◆ **What you will do**
Extend the news article below about the Supreme Court's ruling against the Guantánamo military tribunals, starting after its final sentence.

/ 2 July 2006

Guantánamo decision limits Bush’s executive power

By saying no to military tribunals at Guantánamo, the Supreme Court has clipped United States President George Bush’s wings after he sought to assert his authority in the name of security following the attacks of September 11 2001.

The court’s ruling last Thursday ”marked the end of the national security ‘state of emergency’ that has prevailed for nearly five years”, commentator David Ignatius wrote in The Washington Post.

”We can now see that after September 11 there was a grab for unlimited executive power, led by Vice-President [Dick] Cheney and his lawyer, David Addington,” Ignatius said.

”They intimidated or ignored critics within the White House and created a secret system unchecked by the other two branches of government.”

The landmark five-to-three decision held the administration violated the Geneva Conventions and the US military code of justice by setting up military tribunals, or commissions, to try detainees held at a US naval base in Guantánamo Bay, Cuba.

The ruling ”showed that even the president must yield to the rule of law,” said Jonothan Turley, a law professor at George Washington University.

The Guantánamo case ”has more to do with the president’s attempt to redefine the Presidency than it does to military commissions themselves,” Turley said.

◆ **Material provided**
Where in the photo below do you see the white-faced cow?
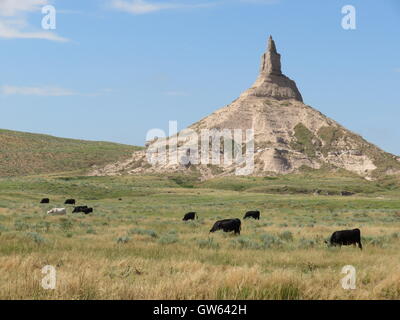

◆ **Reply**
But Bush’s supporters in the Republican Party dismissed suggestions that Bush had suffered a major defeat.

”This was not the major rebuff that some of the headlines heralded in this morning’s papers,” Senator John Cornyn told Fox News in the decision’s wake.

He said Congress could legalise the military tribunals by simply approving the rules set out for them by the US administration.

”All we have to do, or what we might do, is take the rules that the Pentagon has issued already and pass a law saying that we adopt those same military tribunal rules,” Cornyn said.

The Supreme Court initially cast doubt on Bush’s approach in a June 2004 decision, called Hamdi vs Rumsfeld, which ruled that a court cannot hold a US citizen captive without due process or without the possibility to challenge their detention before an impartial judge.

Previous US presidents also have clashed with the courts and lawmakers over the extent of their executive power, particularly in the 1970s.

In 1973, Congress reacted angrily to the way presidents Lyndon Johnson and Richard Nixon were waging the Vietnam campaign by passing a law making it illegal for the president to start wars without winning congressional support within 90 days of having sent troops into combat.

Some American commentators say that Cheney, with his significant influence within the administration, has pursued a broader battle to regain executive authority that he believes the Presidency lost following the 1974 Watergate scandal.

In its latest issue, The New Yorker magazine published a detailed portrait of Cheney’s legal adviser David Addington, who ”has played a central role in shaping the administration’s legal strategy for the war on terror”.

This strategy would allow the commander-in-chief to sidestep rules that ban torture, secret detentions, and paralegal hearings, in the name of national security, the magazine said.

Citing the ”war on terror,” US security services could justify holding suspected Islamic militants in detention limbo, and carry out secretive but broad phone-tapping operations of calls between foreigners and Americans, the magazine wrote.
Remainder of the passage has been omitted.